Produce a word-for-word copy of the listing below without its pictures.

=== EXERCISE MATERIALS ===

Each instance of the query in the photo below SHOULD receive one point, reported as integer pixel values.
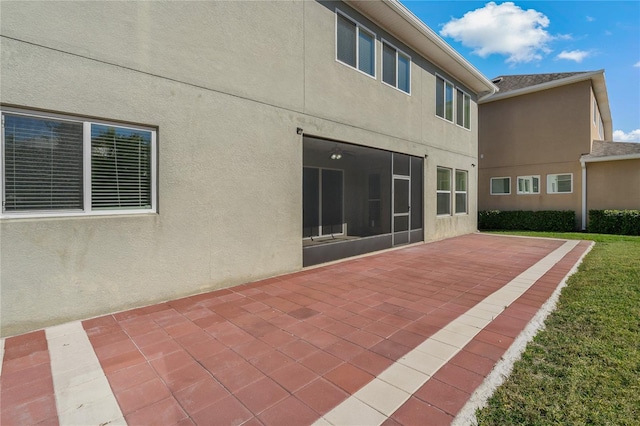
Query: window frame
(465, 192)
(529, 178)
(359, 27)
(398, 53)
(444, 99)
(443, 191)
(466, 101)
(552, 175)
(499, 193)
(87, 209)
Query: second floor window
(396, 68)
(444, 99)
(355, 45)
(463, 109)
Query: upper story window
(355, 45)
(528, 184)
(463, 109)
(501, 186)
(560, 184)
(444, 99)
(396, 67)
(59, 166)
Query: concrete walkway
(415, 336)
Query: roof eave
(587, 159)
(412, 31)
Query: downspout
(584, 194)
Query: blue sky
(529, 37)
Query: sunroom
(358, 199)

===

**TASK ANSWER:**
Each instance of the query in the photo below SHOULD receive one point, reported as integer pixel values.
Query: window frame
(465, 192)
(529, 178)
(359, 27)
(398, 53)
(444, 99)
(443, 191)
(466, 101)
(552, 175)
(499, 193)
(87, 209)
Query: second floor window
(396, 68)
(444, 99)
(355, 45)
(463, 109)
Query: upper story window
(355, 45)
(528, 184)
(463, 109)
(501, 186)
(560, 184)
(444, 99)
(396, 67)
(59, 166)
Query: concrete walkway
(415, 336)
Query: roof eave
(587, 159)
(412, 31)
Query: downspout
(584, 194)
Query: blue sky
(529, 37)
Query: sunroom
(358, 199)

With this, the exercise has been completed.